Task instructions
Rewrite every line of the records below as a numbered list, skipping any blank lines and leaving out the pictures.

Input
--------
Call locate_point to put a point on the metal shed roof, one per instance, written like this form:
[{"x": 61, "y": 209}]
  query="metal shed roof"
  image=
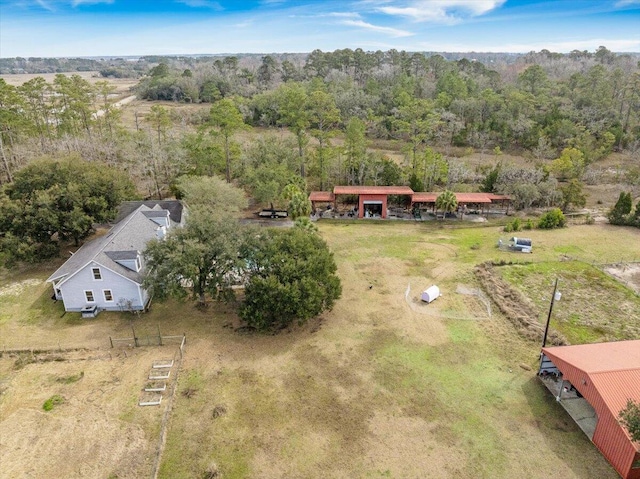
[
  {"x": 600, "y": 357},
  {"x": 607, "y": 375},
  {"x": 372, "y": 190},
  {"x": 321, "y": 196}
]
--------
Answer to this task
1. Call locate_point to put a point on the metal shed roof, one per instance, written like this form:
2. [{"x": 61, "y": 209}]
3.   query="metal shed roof"
4.   image=
5. [
6.   {"x": 600, "y": 357},
7.   {"x": 607, "y": 375},
8.   {"x": 372, "y": 190},
9.   {"x": 321, "y": 196}
10. ]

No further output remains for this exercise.